Задания:
1 – Ответьте на вопросы по отрывку:
(a) Как переводится французская фраза «Des pauvres fous» согласно примечанию?
(b) Какие слова произнес Бруно Франк, когда обсуждали известие о смерти Густава Штреземана?
(c) Какие годы указаны под заглавием восьмой главы?
2 – Перепишите часть отрывка, начиная со слов «ВОСЬМАЯ ГЛАВА» и заканчивая словами «в нем любили.», заменив «известие» на «сообщение».

Фрагмент источника:
=====
Шрифт:
«Они небось чокнутые, — смеялся один из парней. — Des pauvres fous» [130] .
Однако старик в белом халате нам улыбался! Не беда! — говорила его улыбка, понимающая, ободряющая улыбка старого ученого и солдата, который многое во многих странах повидал и пережил. Ну назвали вас придурковатыми, подумаешь, беда какая! Так ведь в данный момент вы маленько не в себе. Такое вполне может случиться: подчас блуждают в поисках пути. Вы зашли далековато, вплотную к безумию. Однако все-таки не слишком далеко! Вы найдете дорогу обратно. И чем хуже было заблуждение, тем больше насладитесь вы потом восстановлением равновесия спасенной личности.
130
Бедняги сумасшедшие (франц.).
ВОСЬМАЯ ГЛАВА
ПИСЬМЕНА НА СТЕНЕ
1930–1932
«Это — страшная потеря…»
Обсуждали известие о смерти Густава Штреземана{211}. Бруно Франк сказал: «Это начало конца!» — при этом он угрожающе кивнул. Я еще вижу этот зловещий кивок. Голос его, при всей скорбности, сохранял тот мощный теплый тон, который так в нем любили.
Мы знали, он прав. Несомненно, какой-то отрезок немецкой и европейской истории приближался к своему концу. Интермедия обманчивого благосостояния, благих, но слабых намерений, наивных намерений, наивных иллюзий. Что должно было наступить теперь, оставалось непредсказуемым, но обещало стать скорее катастрофой.
=====
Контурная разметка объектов
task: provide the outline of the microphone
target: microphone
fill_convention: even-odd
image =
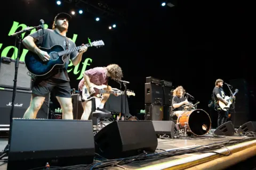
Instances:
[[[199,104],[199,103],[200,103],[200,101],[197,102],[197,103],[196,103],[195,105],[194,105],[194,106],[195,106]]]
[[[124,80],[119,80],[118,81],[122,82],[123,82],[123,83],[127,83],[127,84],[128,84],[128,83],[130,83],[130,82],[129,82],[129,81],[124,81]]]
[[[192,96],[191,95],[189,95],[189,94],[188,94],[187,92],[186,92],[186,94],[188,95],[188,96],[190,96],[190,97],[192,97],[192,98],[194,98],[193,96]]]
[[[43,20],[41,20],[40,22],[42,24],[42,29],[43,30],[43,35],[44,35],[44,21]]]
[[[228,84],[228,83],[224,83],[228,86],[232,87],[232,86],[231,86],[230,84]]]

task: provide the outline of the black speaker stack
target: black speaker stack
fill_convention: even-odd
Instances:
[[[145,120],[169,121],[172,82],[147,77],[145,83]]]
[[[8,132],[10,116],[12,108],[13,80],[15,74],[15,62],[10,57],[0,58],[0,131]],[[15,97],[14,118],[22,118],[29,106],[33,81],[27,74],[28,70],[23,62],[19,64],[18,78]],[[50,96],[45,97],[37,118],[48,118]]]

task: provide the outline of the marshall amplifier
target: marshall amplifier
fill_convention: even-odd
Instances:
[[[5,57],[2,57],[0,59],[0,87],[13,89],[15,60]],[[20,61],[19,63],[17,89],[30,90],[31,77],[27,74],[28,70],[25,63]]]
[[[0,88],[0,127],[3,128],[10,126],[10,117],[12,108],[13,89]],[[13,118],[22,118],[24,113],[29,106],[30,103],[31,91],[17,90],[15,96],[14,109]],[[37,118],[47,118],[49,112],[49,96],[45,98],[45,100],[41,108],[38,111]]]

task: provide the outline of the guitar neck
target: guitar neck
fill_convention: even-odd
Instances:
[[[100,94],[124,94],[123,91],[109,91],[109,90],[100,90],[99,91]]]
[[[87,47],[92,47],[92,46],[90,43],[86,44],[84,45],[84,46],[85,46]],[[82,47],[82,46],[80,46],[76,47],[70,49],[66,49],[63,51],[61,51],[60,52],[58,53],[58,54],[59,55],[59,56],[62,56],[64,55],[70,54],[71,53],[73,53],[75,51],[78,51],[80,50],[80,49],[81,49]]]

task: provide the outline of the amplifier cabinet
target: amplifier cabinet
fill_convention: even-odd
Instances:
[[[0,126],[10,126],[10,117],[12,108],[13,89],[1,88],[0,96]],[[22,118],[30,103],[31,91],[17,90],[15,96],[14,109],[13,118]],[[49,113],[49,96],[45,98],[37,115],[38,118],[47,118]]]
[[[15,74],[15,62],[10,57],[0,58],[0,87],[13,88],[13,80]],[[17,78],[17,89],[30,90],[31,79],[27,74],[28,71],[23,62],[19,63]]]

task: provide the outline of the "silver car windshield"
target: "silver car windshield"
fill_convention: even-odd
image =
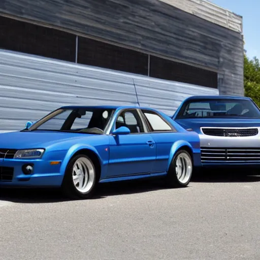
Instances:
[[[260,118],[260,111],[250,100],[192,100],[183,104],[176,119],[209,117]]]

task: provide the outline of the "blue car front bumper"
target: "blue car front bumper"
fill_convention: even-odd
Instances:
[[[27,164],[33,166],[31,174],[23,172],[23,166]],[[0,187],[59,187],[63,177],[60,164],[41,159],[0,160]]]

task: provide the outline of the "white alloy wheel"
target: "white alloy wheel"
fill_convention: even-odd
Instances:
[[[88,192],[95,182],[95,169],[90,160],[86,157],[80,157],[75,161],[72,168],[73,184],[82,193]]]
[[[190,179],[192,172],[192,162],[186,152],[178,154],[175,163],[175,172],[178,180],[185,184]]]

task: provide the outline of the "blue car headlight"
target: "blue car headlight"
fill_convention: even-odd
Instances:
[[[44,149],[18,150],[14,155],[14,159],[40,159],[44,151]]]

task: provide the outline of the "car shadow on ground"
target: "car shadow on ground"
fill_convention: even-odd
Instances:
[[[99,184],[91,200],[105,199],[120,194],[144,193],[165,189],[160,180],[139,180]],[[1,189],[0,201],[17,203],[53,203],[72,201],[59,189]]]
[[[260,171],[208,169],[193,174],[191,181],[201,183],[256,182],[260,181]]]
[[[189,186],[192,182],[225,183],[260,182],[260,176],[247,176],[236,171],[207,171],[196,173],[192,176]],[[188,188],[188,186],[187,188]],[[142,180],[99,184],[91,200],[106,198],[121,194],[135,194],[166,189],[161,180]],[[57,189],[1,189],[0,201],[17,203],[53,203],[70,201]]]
=====
Выполненные задания:
1 –
(a) Бедняги сумасшедшие.
(b) «Это начало конца!»
(c) 1930–1932.

2 –
ВОСЬМАЯ ГЛАВА
ПИСЬМЕНА НА СТЕНЕ
1930–1932
«Это — страшная потеря…»
Обсуждали сообщение о смерти Густава Штреземана{211}. Бруно Франк сказал: «Это начало конца!» — при этом он угрожающе кивнул. Я еще вижу этот зловещий кивок. Голос его, при всей скорбности, сохранял тот мощный теплый тон, который так в нем любили.